Excerpt →
________

I still have Cadwallader and Gagné's book from when I studied Schenkerian analysis in graduate school. I found learning Schenkerian theory really helped me when I analyzed my own composition for my master's thesis.
Thanks for this -- very interesting for German viewers especially, as Schenker's method used to play a very minor role in German post-war pre-academic and academic music education. When studying musicology and music theory, we found it odd how well-versed visiting American students were in this, to our thinking, outlandish method.
About your interpretation of Schenker's original title: Yes, "Satz" means movement in the sense of one part of a multi-movement composition. That is not, however, what Schenker referred to here. "Setzen" is a, today obsolete, German term for composing, and "Satz" means the very act of composing as well as its result. A movement, in this sense, is a Satz, i. e. the result of compositional activity. Schenker's title refers to the act of composing, so "free composition" is in fact an apt equivalent.
Totally agree. I first heard about Schenker in Adam Neelys video. I never came across his name or his system of analysis both in my private and my academic music studies.
I took a whole semested of this at the Conservatory. I got a top grade. I found it to be one of the worst waste of time in my music studies.
Brilliant and beautifully balanced. And hello Ruth.
Happy New Year to you, Thomas. Thank you for your clarity and common sense in this presentation. As a graduate student in music school I used Schenkerian-style graphing techniques upon various pieces of music, including (the dreaded) ATONAL. This made me rather a Schenker heretic. When I composed with 12-tone technique I often sought to do so in ways that deliberately created tonal implications. This made me rather a Schōnberg heretic. In our composers' seminars there was at least some discussion of the partisanships among music theorists and there was to a lesser degree some evident partisanship at school as well between musicology and composition students. Perhaps some of this tension arises because of differing notions of music composition as storytelling vs. architecture, though I personally tend to think we're dealing with a synthesis: structured storytelling.

________

Pointing dataset items
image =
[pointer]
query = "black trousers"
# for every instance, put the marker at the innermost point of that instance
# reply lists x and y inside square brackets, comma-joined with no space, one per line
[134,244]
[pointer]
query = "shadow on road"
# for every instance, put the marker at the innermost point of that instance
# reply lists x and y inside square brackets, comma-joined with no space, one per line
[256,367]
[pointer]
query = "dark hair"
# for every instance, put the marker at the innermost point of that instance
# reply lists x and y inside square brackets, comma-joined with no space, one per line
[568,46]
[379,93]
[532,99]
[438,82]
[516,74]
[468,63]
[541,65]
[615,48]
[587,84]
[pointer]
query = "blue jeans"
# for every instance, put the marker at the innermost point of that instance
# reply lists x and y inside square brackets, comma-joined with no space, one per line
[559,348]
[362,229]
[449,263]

________

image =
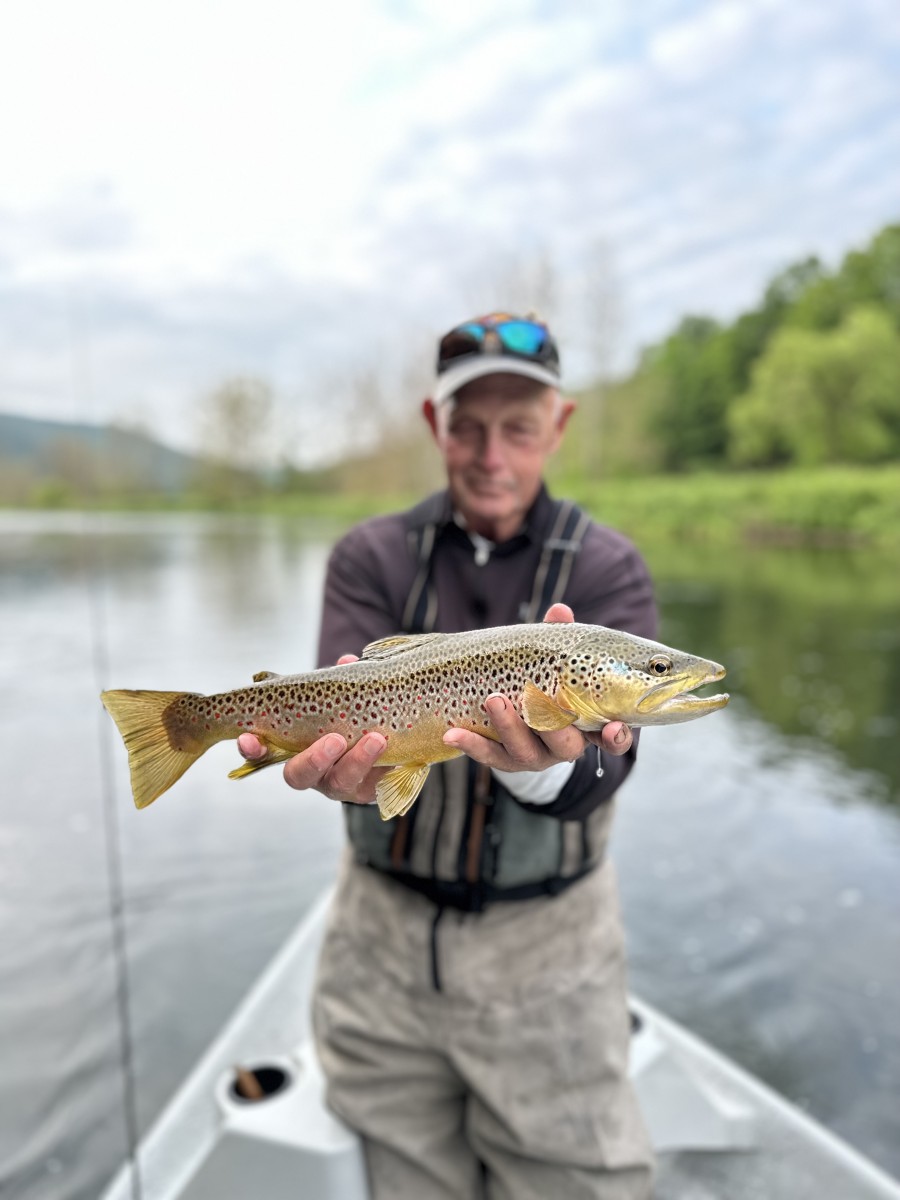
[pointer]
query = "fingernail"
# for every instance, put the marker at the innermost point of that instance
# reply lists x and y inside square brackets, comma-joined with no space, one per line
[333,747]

________

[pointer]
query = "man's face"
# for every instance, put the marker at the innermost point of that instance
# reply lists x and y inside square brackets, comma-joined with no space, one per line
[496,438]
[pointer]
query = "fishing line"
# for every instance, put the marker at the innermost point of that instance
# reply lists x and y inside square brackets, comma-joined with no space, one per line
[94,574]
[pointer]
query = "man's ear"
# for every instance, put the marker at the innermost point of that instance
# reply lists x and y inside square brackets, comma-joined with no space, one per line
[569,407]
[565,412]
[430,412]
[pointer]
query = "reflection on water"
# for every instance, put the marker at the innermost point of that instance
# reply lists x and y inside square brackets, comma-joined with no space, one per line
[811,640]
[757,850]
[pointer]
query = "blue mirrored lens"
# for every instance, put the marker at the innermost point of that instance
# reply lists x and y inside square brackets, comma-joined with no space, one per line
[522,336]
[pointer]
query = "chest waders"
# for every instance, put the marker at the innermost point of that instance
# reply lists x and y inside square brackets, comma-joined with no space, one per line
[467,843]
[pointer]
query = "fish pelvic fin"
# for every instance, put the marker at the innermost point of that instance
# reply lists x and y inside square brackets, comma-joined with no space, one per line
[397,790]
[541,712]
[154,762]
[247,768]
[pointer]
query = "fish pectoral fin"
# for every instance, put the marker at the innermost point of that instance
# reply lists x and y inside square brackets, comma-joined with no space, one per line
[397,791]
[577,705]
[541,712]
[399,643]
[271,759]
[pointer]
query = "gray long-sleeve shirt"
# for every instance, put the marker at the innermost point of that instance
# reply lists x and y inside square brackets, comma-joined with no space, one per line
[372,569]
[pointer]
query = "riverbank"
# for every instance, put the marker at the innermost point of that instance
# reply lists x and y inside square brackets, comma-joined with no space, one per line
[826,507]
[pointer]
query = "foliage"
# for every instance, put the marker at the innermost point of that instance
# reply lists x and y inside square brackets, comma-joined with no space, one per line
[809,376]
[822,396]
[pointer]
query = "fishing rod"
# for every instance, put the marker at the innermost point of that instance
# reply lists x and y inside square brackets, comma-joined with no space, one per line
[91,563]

________

Requirement → Write the next part of the comment thread on Schenkerian analysis, picking up after its final comment.

The result →
When I compose tonal music now any real awareness of, or concern over, background tonal structure gets more or less relegated to the area of my subconcious; I'm too consciously preoccupied with foreground and middle ground levels of detail, but also with elements such as orchestration and editing, to worry about wearing the music theorist's/analyst's hat WHILE I compose, although I'm both consciously aware of creating structure and subconsciously informed hour by hour and day to day about that as I write. But just making the computer music notation software do what I need it to do takes up majorly big parts of my composing attention and energy too, as does editing-as-I-go (the self-editing work of composers just never ends).
For me, the ethnic, cultural, and political 'investment' aspects of all of this not only get in the way of the actual note-pushing but I find them to be manipulative, tiresome, and irrelevant to composition itself. Though I can and occasionally still do write atonal music, I decided about halfway through my adulthood (statistically speaking) that I would throw stylistic caution to the wind and simply study and write what I love and admire and find interesting the most, without worrying about where on the 'continuum of musical progressivism' my ownwork does or doesn't fall because, in the end, I couldn't see that anyone could identify a coherent goal toward which such 'progress' was purportedly being made, or even was 'supposed' to be made or under what criteria. As a case in point, look at the current audience popularity of the most prominent atonal composers of the 1960s vs. that of The Beatles. WHO are we writing FOR--some ethnic/cultural/political 'cause' or philosophy, or for an audience which begins with ourselves?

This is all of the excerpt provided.